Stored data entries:
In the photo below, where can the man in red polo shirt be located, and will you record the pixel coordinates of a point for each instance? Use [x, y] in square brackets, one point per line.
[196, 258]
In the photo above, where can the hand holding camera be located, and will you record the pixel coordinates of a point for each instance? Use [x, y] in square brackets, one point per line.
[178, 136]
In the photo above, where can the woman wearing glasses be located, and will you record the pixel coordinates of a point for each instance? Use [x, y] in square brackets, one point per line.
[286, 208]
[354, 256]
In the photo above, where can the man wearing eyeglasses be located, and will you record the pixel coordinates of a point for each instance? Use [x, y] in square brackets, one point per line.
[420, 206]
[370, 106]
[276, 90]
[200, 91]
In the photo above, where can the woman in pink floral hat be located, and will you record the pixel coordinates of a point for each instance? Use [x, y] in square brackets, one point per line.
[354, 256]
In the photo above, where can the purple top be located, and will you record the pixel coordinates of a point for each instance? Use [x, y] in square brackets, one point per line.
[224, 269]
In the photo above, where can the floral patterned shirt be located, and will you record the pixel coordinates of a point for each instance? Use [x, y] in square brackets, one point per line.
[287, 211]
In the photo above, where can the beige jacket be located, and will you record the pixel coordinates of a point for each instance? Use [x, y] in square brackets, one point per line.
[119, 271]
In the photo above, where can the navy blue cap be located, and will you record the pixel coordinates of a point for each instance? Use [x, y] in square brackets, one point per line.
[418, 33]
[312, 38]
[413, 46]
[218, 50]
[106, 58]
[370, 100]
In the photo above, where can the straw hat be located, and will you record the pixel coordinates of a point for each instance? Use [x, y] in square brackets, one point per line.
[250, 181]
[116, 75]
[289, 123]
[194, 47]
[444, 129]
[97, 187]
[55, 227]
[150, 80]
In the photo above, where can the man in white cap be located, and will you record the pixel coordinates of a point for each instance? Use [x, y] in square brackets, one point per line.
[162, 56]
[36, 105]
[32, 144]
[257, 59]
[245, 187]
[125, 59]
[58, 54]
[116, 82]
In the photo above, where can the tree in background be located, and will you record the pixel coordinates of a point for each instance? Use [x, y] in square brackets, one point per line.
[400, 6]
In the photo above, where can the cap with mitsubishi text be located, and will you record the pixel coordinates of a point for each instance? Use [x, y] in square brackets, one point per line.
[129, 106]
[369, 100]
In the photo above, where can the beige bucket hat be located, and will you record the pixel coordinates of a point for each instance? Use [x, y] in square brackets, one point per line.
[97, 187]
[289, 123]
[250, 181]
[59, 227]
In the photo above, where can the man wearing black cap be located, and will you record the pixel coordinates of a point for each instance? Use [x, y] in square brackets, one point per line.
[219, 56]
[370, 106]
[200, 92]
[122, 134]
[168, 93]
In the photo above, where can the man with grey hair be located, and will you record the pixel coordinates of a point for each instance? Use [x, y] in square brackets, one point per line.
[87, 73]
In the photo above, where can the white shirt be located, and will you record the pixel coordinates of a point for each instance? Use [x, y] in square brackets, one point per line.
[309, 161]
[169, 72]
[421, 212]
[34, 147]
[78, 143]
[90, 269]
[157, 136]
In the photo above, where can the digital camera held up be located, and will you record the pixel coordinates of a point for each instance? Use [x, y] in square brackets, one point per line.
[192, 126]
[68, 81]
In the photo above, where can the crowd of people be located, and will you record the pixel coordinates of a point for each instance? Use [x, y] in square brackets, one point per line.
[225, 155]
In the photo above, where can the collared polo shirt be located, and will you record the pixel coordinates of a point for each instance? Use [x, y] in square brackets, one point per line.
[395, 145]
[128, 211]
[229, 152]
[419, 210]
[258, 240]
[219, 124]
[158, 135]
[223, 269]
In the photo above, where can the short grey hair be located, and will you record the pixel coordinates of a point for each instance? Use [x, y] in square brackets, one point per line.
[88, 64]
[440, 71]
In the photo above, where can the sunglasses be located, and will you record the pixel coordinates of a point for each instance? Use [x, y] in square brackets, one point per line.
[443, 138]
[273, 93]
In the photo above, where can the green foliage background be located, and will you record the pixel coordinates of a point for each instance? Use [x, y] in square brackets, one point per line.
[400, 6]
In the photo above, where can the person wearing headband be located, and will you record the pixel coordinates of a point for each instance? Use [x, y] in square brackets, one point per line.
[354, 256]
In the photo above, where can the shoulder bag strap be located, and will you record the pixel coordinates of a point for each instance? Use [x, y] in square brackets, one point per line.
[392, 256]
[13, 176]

WORK TO BE COMPLETED: Reproduce each record above exactly, keeping every word as it stands.

RESPONSE BOX:
In the photo below, where can the man in red polo shirt be located, and will you record the pixel coordinates of a point for each instance? Use [x, y] in square brackets, one point per line.
[196, 258]
In the photo above, where can the hand holding camera be located, and will you record the pixel coordinates of a point for each instance? Use [x, y] in square brackets, one point per line.
[178, 136]
In the photo above, where can the woman wearing glasses be located, and will you record the pixel coordinates of a point for each instance? Use [x, y] in square brackets, one point per line.
[286, 208]
[354, 256]
In the photo above, where can the man wearing eyeglasses be located, and will you record the pixel coordinates of a point for each instance? Use [x, y] in square brackets, one point per line.
[420, 206]
[370, 106]
[276, 90]
[200, 91]
In the photo above, where can the woman in pink floral hat be located, and will you record the pixel coordinates of a point for each instance? Use [x, y] in square brackets, one point per line.
[354, 256]
In the photo above, where can the purple top be located, and will you record the pixel coordinates of a point for each instance? Use [x, y] in square brackets, one point per line.
[224, 269]
In the photo above, where can the floral patterned shirt be located, and will you record the pixel coordinates of a point for each instance? Use [x, y] in square brackets, one point per line.
[287, 211]
In the photo above, where can the beige jacket be located, and will you record the pixel coordinates of a point for each instance? Use [x, y] in square brackets, one point per line.
[119, 271]
In the photo above, where can the navy blue cap be located, and will you record the pixel coordinates of a point for each instance? Use [x, y] in square brackets, one point per line.
[418, 33]
[312, 38]
[413, 46]
[218, 50]
[106, 58]
[370, 100]
In the photo above, where can the straw hat be located, and will you record the pixel coordinates of a point for each instance? Use [x, y] in square brackets, one point per line.
[250, 181]
[116, 75]
[289, 123]
[194, 47]
[444, 129]
[97, 187]
[55, 227]
[150, 80]
In the photo above, where can the man in white cap be located, and will you record the pixel coordinates of a point for each instance? Use [x, y] in square brackets, one point per line.
[162, 56]
[36, 105]
[32, 144]
[257, 59]
[245, 187]
[125, 59]
[58, 54]
[116, 82]
In the photo above, where can the tree in background be located, and will you record the pixel coordinates of a point for each instance? Use [x, y] in square brackets, one point per line.
[400, 6]
In the photo above, where can the cap with mitsubishi text be located, and will you record the pixel coordinates of a point for each instance? Use [x, y] in square brackets, one point per line.
[129, 106]
[369, 100]
In the photo above, where can the beige bucket hat be located, and will you record the pixel coordinates of a point for each instance? Use [x, y] in square brackets, one point per line.
[97, 187]
[289, 123]
[250, 181]
[59, 227]
In the photo above, where can the man wearing black cap be located, and will you record the pixel coordinates of a point for each instance? Use [x, y] in square brackets, one point per line.
[219, 56]
[370, 106]
[200, 92]
[122, 134]
[168, 93]
In the photo above, where can the man with grey hair be located, and will you record the pixel coordinates of a point for each instance? Use [x, y] in square brackets, one point per line.
[87, 73]
In the photo above, where can the white shirt be located, and will you record the pixel coordinates of a point for each instance? Use [x, y] in square brackets, one point per line.
[309, 161]
[169, 72]
[421, 212]
[34, 147]
[78, 143]
[90, 269]
[157, 136]
In the photo above, where can the digital camera held up be located, and will you record the pixel coordinates of a point for each instance? Use [x, y] in square brackets, one point per line.
[192, 126]
[68, 81]
In the photo above, where can the crowd of people be located, and will you record the pixel coordinates of a point for each instance? Use [x, y] in square brackets, one point per line.
[225, 155]
In the photo above, where can the collared polo shirt be located, and will you record the pixel coordinates of a point for each instance? Use [x, y] in square brackets, one point per line.
[395, 145]
[128, 211]
[229, 152]
[419, 210]
[258, 240]
[219, 124]
[158, 135]
[223, 269]
In the photo above, where can the short grey hair be located, and will you record the pixel coordinates of a point for each instance? Use [x, y] in square brackets, one point per line.
[88, 64]
[440, 71]
In the photo above, where can the sunglasses be located, and will you record the pixel coordinates of a point for each instance? Use [x, y] in square brackets, one point per line.
[443, 138]
[273, 93]
In the photo above, where can the green foliage background be located, and will you record the pixel coordinates of a point for each instance? Use [x, y] in square brackets, one point per line.
[400, 6]
In the photo above, where can the person wearing headband be located, and will you record the pixel coordinates of a point for each instance? Use [x, y] in square brackets, one point per line.
[354, 256]
In the photo above, where can the shoulder bag strap be located, and will you record the pixel coordinates of a point for each instance? Use [x, y] in square brackets, one point per line.
[392, 256]
[13, 176]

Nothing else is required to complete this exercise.